TASK INPUT:
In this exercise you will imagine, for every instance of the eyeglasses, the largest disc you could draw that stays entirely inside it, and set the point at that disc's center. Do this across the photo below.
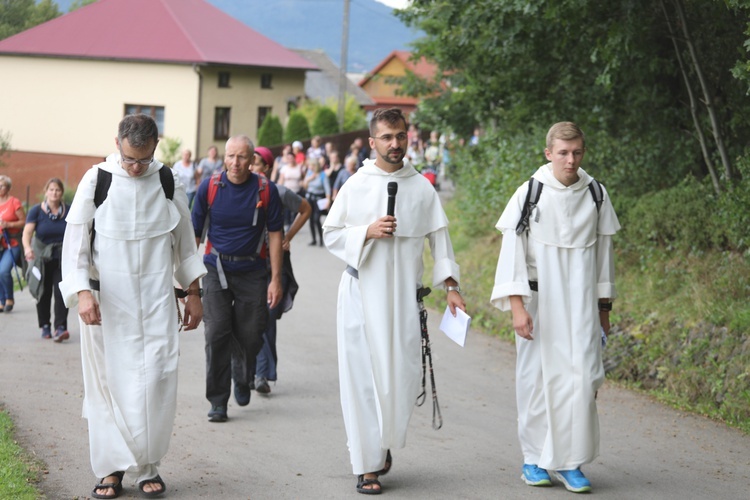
(132, 161)
(400, 137)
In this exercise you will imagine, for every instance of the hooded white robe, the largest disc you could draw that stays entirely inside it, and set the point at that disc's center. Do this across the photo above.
(379, 341)
(143, 241)
(568, 250)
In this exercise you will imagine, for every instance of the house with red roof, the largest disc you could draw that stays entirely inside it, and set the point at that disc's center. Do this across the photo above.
(379, 84)
(203, 75)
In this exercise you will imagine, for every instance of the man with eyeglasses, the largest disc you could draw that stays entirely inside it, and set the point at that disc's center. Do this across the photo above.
(121, 275)
(378, 316)
(237, 209)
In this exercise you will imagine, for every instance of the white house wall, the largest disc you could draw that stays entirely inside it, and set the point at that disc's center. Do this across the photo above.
(69, 106)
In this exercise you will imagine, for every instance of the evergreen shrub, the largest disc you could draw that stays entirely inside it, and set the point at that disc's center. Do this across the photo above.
(297, 128)
(271, 132)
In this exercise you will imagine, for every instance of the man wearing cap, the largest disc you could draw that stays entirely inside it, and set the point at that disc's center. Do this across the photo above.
(237, 288)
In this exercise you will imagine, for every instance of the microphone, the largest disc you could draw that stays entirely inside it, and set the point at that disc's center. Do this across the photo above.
(392, 189)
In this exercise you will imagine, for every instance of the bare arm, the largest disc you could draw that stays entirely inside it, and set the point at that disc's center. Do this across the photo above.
(522, 322)
(276, 255)
(302, 215)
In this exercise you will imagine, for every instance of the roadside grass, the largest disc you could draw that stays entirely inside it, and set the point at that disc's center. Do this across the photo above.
(681, 324)
(19, 472)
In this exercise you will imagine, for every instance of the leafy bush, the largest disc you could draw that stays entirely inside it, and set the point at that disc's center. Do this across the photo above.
(490, 173)
(271, 132)
(325, 122)
(690, 218)
(297, 128)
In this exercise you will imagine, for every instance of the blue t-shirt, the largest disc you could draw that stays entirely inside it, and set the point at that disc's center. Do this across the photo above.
(50, 228)
(231, 230)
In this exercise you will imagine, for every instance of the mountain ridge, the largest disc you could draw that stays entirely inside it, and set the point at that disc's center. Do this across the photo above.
(317, 24)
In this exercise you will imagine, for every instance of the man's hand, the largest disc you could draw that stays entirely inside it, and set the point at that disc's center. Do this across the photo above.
(274, 293)
(382, 228)
(193, 312)
(88, 308)
(455, 301)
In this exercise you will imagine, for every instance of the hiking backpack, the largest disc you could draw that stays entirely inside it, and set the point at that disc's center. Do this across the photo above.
(104, 180)
(532, 198)
(262, 200)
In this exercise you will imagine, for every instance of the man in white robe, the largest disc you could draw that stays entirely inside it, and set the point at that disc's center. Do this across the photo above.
(566, 255)
(379, 341)
(129, 326)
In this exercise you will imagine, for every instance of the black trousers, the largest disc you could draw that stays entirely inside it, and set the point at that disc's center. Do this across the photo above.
(52, 278)
(235, 319)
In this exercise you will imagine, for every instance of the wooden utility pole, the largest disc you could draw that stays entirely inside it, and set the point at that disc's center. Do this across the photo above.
(342, 67)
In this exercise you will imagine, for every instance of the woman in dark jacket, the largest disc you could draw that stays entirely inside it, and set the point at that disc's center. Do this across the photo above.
(47, 220)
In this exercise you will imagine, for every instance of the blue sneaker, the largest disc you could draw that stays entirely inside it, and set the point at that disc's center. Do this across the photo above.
(574, 480)
(534, 476)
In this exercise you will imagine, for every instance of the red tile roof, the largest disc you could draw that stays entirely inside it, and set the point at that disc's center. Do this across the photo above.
(420, 68)
(179, 31)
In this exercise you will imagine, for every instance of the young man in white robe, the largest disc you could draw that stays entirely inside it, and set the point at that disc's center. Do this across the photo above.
(123, 286)
(379, 341)
(557, 279)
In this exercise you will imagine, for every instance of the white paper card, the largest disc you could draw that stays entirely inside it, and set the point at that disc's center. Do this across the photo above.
(456, 327)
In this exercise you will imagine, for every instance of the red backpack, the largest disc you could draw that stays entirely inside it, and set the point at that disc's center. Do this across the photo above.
(262, 200)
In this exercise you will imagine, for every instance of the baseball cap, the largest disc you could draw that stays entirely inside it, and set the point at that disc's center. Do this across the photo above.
(266, 154)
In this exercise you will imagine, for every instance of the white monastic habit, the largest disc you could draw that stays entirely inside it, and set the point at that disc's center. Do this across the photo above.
(142, 242)
(568, 250)
(379, 342)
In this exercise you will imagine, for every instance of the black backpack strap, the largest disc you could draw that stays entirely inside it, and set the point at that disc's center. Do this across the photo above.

TASK DESCRIPTION: Set down the lines above exactly as written. Begin at the line containing "the red tile" and stop after the last line.

RESPONSE TO THIS EXERCISE:
In this exercise you will imagine, for every instance of the red tile roof, the largest disc you could draw that stays entirely inside it, and set the point at that disc's center. Do this across the photo above.
(420, 68)
(179, 31)
In this exercise you will imagine, for every instance of the young man in white robe, the largest disc you could draw that stays entirely inside it, and set the point at that disc's center. Do this across the photo above.
(123, 286)
(379, 341)
(557, 279)
In this exercise you will imagine, for every instance of the white paper card, the largest disc you could draw that stays entirely inside it, and set the point at that disc's center. Do this across the photo above.
(456, 327)
In this exercise you will imagine, for every instance of the red backpack, the largest disc you could draw that stays entirely inside it, and set the point at that disc's center. Do this across the photo above.
(262, 200)
In this exercise you will imagine, for every instance of the baseball cap, the largest disc you could draw that stays entirely inside it, and set the point at that disc's center. Do this across the photo above.
(266, 154)
In this exercise you will imagine, for every instance of the white monastic habit, the largest disc you could draw that stays entirely inside it, and set the point at that disc's center. Do this across the photo above.
(142, 242)
(568, 250)
(379, 342)
In this exercise you will imagine, for every instance of the black backpack strap, the largest disc you could draw that stays entirely inside it, and set the point at that disc's center. Do this across the photo above.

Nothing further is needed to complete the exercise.